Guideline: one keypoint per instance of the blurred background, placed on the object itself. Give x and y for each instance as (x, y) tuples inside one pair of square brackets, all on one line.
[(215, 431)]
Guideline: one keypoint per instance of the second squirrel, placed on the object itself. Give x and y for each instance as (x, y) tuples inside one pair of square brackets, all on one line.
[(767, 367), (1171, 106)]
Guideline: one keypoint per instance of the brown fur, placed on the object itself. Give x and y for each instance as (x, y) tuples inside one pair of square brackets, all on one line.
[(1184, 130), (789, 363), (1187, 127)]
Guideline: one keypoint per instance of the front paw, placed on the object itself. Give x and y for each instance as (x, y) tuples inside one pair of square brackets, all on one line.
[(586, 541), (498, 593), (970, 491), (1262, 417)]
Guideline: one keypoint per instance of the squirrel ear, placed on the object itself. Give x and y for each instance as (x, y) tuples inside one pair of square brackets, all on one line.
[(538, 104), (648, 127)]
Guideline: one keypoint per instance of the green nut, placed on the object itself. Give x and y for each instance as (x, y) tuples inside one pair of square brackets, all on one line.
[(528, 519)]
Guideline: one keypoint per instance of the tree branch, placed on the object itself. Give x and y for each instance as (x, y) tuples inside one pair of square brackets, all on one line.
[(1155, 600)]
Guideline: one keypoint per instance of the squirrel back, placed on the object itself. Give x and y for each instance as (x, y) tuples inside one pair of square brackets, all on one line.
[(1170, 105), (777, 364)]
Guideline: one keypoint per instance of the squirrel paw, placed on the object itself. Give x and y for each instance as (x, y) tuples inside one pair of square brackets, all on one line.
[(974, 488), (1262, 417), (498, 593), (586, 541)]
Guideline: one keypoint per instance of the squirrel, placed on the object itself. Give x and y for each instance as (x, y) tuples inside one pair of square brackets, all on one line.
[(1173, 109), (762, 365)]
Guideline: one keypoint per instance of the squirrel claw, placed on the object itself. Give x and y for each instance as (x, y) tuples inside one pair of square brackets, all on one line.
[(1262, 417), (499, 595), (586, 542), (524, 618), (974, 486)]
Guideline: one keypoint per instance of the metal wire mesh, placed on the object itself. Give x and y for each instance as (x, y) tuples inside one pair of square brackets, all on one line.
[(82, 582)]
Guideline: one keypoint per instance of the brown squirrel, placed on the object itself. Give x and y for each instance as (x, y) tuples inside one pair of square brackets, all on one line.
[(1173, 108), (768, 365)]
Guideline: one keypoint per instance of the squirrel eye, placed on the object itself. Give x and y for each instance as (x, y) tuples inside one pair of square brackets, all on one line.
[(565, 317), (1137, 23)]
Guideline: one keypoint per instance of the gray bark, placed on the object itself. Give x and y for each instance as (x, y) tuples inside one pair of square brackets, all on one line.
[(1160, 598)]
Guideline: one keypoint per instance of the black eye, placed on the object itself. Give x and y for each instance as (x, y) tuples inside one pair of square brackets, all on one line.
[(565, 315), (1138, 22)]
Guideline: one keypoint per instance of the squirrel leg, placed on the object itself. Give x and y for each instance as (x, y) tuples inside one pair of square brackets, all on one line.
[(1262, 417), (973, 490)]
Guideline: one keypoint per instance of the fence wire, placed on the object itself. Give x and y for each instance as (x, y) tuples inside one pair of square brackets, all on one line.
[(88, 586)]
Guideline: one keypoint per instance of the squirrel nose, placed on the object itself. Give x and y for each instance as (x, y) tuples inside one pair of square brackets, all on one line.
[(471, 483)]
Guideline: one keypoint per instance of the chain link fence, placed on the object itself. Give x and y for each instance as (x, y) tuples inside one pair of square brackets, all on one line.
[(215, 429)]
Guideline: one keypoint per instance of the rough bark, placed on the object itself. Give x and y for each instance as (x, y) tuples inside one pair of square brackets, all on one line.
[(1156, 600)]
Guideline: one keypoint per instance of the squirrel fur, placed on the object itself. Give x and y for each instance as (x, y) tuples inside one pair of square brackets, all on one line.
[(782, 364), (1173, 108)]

------------------------------------------------

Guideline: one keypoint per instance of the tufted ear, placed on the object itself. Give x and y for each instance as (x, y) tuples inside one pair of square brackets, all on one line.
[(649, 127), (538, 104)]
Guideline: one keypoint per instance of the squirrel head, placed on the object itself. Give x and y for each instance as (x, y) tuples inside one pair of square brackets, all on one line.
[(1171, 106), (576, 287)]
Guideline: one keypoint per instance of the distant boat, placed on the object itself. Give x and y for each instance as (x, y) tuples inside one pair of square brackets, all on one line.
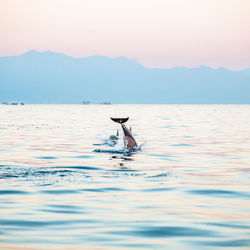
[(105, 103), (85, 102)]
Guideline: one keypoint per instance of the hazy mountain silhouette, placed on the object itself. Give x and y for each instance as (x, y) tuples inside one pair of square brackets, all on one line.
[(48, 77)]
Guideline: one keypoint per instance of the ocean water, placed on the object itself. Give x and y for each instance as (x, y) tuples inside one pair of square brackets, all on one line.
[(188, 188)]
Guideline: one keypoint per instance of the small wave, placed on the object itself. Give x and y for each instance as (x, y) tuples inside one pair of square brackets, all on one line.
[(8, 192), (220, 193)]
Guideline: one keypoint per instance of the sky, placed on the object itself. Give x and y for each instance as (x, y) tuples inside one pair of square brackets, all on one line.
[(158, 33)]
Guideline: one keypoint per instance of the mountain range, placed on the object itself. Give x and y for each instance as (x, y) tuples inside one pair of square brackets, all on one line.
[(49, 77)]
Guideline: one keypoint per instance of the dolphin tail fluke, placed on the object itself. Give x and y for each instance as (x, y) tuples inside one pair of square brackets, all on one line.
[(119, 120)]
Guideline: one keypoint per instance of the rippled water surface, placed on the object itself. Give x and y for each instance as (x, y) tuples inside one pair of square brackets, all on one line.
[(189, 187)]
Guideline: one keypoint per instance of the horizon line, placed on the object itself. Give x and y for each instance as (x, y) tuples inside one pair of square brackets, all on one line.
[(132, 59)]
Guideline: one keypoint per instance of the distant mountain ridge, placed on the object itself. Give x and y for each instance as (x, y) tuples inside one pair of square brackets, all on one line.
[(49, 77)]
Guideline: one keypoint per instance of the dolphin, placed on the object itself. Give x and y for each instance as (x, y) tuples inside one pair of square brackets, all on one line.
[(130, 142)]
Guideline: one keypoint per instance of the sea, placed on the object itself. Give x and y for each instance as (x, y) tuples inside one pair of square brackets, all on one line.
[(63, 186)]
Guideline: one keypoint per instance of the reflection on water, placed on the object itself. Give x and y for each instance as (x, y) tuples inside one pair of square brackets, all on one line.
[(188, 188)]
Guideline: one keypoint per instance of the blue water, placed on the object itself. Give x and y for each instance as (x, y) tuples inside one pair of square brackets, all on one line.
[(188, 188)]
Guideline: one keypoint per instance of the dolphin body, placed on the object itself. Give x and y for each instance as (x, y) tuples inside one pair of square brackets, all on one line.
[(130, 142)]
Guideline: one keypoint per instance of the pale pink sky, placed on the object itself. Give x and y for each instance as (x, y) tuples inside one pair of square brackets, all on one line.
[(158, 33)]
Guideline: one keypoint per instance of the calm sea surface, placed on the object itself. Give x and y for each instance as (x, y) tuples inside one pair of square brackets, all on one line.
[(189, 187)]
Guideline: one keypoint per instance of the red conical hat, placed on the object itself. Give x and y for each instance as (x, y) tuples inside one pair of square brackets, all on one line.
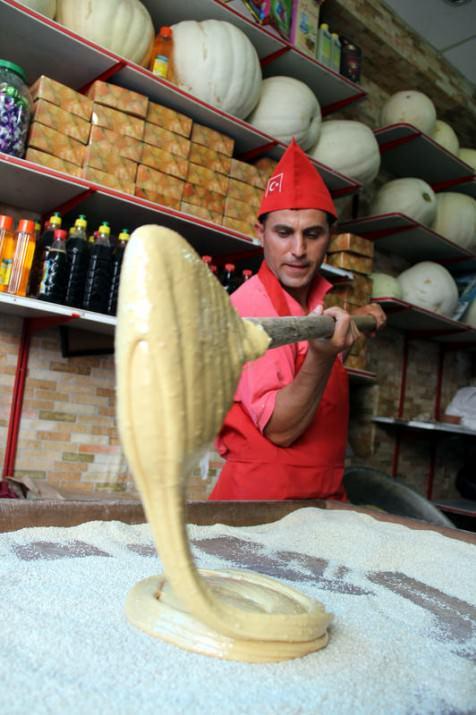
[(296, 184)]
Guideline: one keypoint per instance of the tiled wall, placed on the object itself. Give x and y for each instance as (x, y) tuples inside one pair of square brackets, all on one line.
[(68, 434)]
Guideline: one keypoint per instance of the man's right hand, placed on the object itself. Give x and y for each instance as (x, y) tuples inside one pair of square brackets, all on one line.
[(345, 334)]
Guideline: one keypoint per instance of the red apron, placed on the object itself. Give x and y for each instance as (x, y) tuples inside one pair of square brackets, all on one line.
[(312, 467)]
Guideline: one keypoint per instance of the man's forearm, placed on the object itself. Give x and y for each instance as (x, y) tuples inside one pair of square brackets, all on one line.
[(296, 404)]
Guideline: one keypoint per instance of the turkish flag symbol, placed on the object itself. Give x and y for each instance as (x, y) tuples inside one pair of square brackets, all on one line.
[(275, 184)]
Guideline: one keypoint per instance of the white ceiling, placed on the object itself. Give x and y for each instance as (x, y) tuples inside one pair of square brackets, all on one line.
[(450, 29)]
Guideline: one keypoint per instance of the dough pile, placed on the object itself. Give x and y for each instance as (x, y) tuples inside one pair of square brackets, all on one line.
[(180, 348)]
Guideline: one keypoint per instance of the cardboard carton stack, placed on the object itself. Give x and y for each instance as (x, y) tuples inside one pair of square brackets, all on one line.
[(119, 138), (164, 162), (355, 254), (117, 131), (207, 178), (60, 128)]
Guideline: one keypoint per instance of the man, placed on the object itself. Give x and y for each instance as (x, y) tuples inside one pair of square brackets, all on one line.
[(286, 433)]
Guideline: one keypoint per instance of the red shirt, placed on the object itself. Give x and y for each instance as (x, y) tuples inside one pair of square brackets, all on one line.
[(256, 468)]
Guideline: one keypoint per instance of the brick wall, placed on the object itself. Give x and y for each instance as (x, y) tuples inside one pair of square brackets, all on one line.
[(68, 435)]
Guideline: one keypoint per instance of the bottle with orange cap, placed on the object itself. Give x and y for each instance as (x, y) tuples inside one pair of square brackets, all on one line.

------------------------------------------------

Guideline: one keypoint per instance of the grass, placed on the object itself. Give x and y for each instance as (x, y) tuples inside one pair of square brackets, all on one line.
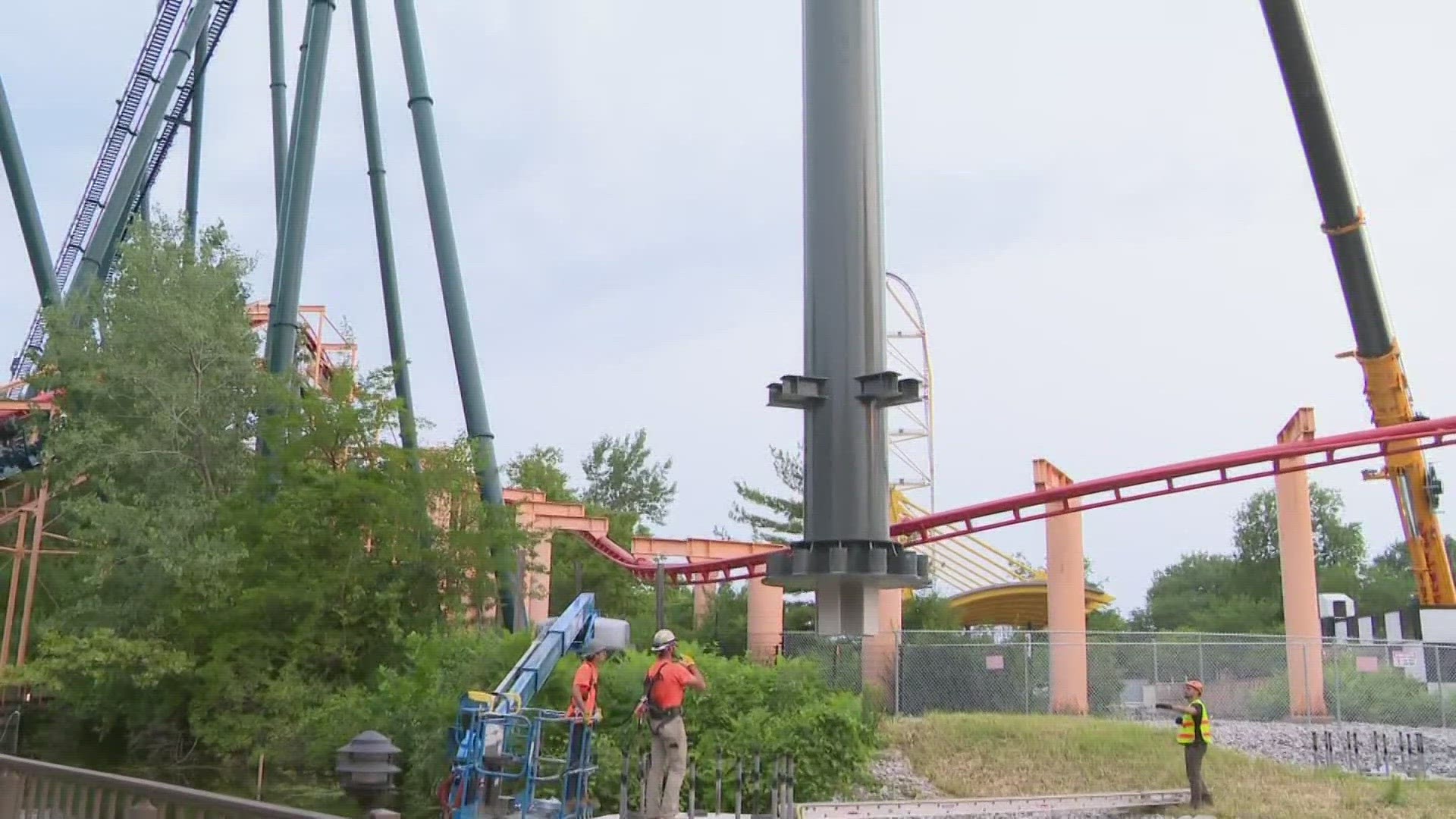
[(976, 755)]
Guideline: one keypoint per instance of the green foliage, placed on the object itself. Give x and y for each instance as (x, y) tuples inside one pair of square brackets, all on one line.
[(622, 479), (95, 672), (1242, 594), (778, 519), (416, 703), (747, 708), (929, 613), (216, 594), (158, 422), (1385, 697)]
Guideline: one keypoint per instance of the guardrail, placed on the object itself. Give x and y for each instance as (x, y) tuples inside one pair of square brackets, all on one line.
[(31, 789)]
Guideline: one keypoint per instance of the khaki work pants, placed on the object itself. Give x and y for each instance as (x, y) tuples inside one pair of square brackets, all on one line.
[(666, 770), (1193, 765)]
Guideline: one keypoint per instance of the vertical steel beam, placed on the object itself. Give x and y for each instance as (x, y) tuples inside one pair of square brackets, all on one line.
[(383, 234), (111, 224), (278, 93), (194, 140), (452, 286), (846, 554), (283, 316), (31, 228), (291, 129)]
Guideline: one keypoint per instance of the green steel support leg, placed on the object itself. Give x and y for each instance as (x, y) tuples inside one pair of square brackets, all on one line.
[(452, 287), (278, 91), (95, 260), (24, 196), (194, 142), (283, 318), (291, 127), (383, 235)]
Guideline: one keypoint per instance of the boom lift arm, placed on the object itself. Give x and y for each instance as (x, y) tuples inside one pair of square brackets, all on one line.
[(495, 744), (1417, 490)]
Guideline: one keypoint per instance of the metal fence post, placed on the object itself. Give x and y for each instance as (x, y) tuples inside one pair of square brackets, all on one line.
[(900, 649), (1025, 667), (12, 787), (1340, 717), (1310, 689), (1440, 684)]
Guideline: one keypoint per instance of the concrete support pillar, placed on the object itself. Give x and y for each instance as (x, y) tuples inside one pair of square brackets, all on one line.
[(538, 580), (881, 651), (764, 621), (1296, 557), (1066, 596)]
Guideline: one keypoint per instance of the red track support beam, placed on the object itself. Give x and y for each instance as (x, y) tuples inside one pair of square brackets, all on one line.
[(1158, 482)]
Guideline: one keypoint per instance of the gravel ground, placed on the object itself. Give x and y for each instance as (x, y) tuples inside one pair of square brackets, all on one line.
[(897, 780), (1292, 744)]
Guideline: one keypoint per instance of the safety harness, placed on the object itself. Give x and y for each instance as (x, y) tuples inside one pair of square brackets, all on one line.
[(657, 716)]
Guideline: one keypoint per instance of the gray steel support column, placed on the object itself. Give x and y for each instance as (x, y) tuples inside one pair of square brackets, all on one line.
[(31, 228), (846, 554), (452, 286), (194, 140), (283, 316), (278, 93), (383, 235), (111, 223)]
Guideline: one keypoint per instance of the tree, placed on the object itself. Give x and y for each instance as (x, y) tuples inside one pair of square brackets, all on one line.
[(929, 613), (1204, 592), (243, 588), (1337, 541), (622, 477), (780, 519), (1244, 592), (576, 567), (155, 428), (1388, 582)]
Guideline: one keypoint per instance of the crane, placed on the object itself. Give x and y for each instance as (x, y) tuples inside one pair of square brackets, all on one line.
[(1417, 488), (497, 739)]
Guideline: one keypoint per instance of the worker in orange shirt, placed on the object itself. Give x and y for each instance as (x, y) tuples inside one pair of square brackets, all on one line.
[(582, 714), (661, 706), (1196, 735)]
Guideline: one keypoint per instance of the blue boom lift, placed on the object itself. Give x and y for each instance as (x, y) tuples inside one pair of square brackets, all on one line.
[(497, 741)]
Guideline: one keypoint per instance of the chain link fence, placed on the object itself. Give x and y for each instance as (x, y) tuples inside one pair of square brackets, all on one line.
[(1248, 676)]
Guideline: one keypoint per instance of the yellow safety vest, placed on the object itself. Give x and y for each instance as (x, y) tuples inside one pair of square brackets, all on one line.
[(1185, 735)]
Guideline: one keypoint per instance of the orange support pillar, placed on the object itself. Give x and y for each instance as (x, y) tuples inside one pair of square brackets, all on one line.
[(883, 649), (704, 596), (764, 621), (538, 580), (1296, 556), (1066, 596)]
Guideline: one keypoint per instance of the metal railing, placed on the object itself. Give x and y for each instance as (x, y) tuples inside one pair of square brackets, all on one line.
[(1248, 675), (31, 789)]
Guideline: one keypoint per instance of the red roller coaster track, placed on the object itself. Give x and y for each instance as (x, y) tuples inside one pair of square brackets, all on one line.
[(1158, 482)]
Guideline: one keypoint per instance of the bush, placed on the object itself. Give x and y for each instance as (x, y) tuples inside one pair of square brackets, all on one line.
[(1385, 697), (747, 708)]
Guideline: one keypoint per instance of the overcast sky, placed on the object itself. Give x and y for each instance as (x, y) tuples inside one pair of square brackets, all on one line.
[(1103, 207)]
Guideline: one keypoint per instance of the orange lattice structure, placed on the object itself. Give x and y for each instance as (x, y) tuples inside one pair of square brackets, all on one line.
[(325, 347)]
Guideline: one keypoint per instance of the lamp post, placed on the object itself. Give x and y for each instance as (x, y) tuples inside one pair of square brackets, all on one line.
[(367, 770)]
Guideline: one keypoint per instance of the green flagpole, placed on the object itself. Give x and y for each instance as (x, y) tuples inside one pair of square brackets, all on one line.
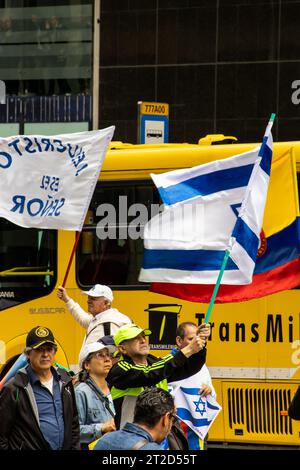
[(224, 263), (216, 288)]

------------------------------------------------

Goal of the exercise: Return, unchanged, the lines of the material above between the line containing "squirrel back, placed" and the line containing "[(1170, 105), (777, 364)]", inclusive.

Task solution:
Guideline: one keypoint per instance of the squirrel back, placed on the object itself. Give x and y for each instance as (x, y) tuples inside one pair of square brackets, all on one line.
[(1170, 105), (777, 364)]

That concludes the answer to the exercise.